• **Extract provided**:

Reimplement the switchCases() hybrid implementation using array lookup

Summary

Reimplement the function Hybrid::switchCases(Range r,Index i,Function f) that calls the function f with an integral-constant that has the same value as the (possibly) runtime index i if the range is a static-range and with a runtime index if it is a dynamic-range.

Details

Instead of tail-recursion as in the old implementation it is implemented as kind-of an automatically generated lookup-table and thus does not need a recursion-break condition.

It is also hybrid in two senses:

1. if the range is static, call the function with an integral constant, otherwise with a runtime index
2. if the index is a runtime index, perform a lookup to call the function with the corresponding integral constant, otherwise if it is already an integral constant, pass it directly to the function.

• **Exercise task A**: Reproduce the rows below word for word, from their start through the line that contains "column 1098, row 137", and leave the pictures out of your copy.

• **The data**:
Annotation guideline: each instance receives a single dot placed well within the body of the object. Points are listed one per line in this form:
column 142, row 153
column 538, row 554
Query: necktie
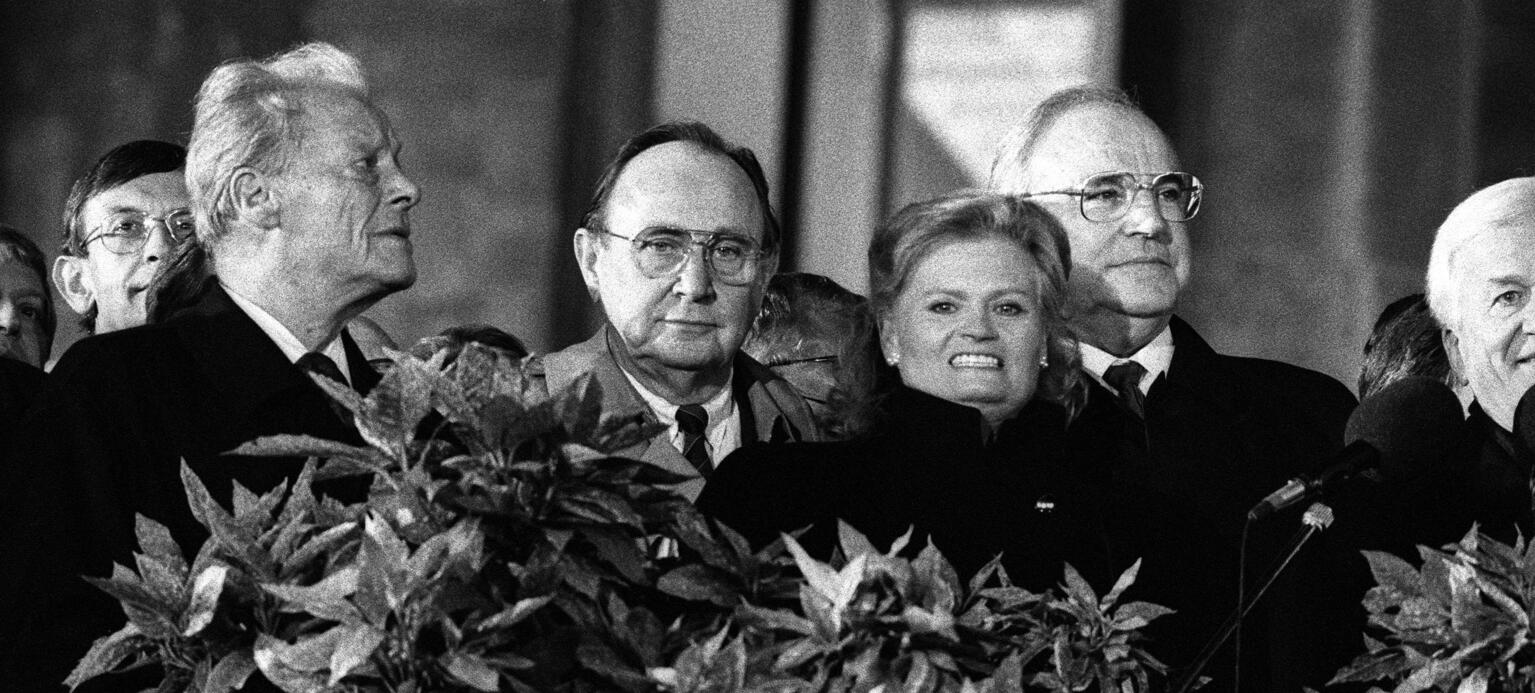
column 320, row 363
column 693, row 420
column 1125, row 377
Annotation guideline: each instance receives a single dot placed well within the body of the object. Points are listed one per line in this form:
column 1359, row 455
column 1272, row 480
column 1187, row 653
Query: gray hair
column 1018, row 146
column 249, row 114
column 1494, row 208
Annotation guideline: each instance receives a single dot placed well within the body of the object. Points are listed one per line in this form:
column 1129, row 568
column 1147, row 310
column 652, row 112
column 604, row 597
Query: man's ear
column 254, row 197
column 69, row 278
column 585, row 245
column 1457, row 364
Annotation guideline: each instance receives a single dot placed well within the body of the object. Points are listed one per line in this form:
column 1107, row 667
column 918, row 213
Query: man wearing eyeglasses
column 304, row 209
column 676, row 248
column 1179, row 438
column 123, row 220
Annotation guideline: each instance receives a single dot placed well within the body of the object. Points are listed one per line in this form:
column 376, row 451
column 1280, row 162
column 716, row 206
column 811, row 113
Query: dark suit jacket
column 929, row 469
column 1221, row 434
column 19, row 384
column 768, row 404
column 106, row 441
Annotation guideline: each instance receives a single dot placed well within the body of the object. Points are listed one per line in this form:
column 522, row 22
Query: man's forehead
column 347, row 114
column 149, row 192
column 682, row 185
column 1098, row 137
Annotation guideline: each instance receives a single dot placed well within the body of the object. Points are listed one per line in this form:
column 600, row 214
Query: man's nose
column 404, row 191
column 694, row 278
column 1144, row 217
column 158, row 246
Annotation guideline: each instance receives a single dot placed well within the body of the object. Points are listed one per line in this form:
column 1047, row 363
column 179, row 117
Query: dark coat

• **Exercise task B**: Using the switchCases() reimplementation text, decide whether each statement agrees with it, answering yes or no and quoting the deciding words: (i) The new implementation uses tail-recursion. (ii) The new implementation needs no recursion-break condition. (iii) An index that is already an integral constant is passed straight to the function.

• **Worked solution A**:
Annotation guideline: each instance receives a single dot placed well within the body of the object. Points are listed one per line in this form:
column 142, row 153
column 538, row 554
Query: necktie
column 320, row 363
column 693, row 420
column 1125, row 377
Annotation guideline: each instance receives a single dot placed well within the body of the object. Points are listed one per line in this form:
column 1359, row 455
column 1272, row 480
column 1187, row 653
Query: gray hair
column 1018, row 146
column 249, row 114
column 1494, row 208
Annotation guideline: each instance receives a single dot placed well within the body of the object. Points are listed one per line in this form:
column 1129, row 568
column 1147, row 310
column 652, row 112
column 604, row 597
Query: man's ear
column 254, row 197
column 69, row 278
column 585, row 245
column 1457, row 364
Annotation guideline: each instance receives a single dot placed well within the body of the object. Points are listed one per line in this form:
column 1107, row 667
column 918, row 213
Query: man wearing eyeglasses
column 304, row 209
column 676, row 248
column 1179, row 438
column 123, row 220
Annotation guideline: each instance receives a single dot placed well within the body of the object. Points are listed one per line in this form:
column 376, row 451
column 1280, row 162
column 716, row 206
column 811, row 113
Query: dark suit jacket
column 929, row 469
column 1221, row 434
column 19, row 384
column 768, row 404
column 106, row 441
Annotation guideline: each instance receives a single dot placed well within the body of the object. Points are listed one per line in this form:
column 522, row 22
Query: man's forehead
column 347, row 114
column 149, row 192
column 682, row 185
column 1098, row 137

• **Worked solution B**:
(i) No: "Instead of tail-recursion as in the old implementation it is implemented as kind-of an automatically generated lookup-table"
(ii) Yes: "thus does not need a recursion-break condition"
(iii) Yes: "otherwise if it is already an integral constant, pass it directly to the function."